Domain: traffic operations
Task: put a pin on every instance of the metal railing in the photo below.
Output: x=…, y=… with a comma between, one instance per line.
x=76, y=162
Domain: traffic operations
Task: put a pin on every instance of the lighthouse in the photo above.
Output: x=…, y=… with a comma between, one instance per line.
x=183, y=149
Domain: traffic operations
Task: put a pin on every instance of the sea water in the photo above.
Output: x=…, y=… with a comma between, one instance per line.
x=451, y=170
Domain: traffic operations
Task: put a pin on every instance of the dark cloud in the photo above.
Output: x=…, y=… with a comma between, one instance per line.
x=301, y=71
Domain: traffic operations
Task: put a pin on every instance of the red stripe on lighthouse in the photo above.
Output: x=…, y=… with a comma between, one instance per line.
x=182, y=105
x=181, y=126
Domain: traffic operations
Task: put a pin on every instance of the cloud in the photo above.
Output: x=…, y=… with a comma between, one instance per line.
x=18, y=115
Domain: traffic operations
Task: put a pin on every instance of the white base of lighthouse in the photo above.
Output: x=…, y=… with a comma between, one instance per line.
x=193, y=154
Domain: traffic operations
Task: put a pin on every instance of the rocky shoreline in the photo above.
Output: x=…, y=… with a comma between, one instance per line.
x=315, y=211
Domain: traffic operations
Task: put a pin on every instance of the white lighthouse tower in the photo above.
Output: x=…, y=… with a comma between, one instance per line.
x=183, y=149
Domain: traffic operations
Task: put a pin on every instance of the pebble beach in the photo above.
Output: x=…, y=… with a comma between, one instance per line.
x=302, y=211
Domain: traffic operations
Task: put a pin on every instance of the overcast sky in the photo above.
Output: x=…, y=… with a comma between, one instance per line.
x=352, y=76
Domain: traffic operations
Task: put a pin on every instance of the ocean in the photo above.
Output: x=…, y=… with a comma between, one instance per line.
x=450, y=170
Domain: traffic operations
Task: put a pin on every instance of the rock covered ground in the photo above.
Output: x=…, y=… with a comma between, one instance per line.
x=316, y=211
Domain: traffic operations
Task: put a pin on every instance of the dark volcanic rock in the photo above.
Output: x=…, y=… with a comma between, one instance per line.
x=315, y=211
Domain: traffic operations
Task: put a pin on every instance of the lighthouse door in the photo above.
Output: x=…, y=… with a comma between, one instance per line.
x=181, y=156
──────────────────────────────
WORK TO COMPLETE: Here the job is to set down exactly the lines of the material above that fall between the one with "Task: put a pin on every instance of the cloud" and the one with "Task: put a pin on every instance of the pebble", inclusive, and nothing beyond them.

THE COMPLETED TASK:
Task: put a pin on every instance of the cloud in the photo above.
Output: x=…, y=… with a comma between, one instance per line.
x=18, y=115
Domain: traffic operations
Task: put a pin on every instance of the white base of lighthouse in the photo above.
Output: x=…, y=… with a comma between, one instance per line.
x=193, y=154
Domain: traffic operations
Task: put a pin on every instance of the rocky shoreline in the photo above.
Output: x=…, y=… with a comma between, one instance per line.
x=315, y=211
Domain: traffic operations
Task: put a pin on every instance of the white lighthouse tower in the photo above.
Output: x=…, y=… with a comma between, one instance per line.
x=183, y=149
Domain: traffic operations
Task: put a pin on every instance of the pebble beach in the photo above.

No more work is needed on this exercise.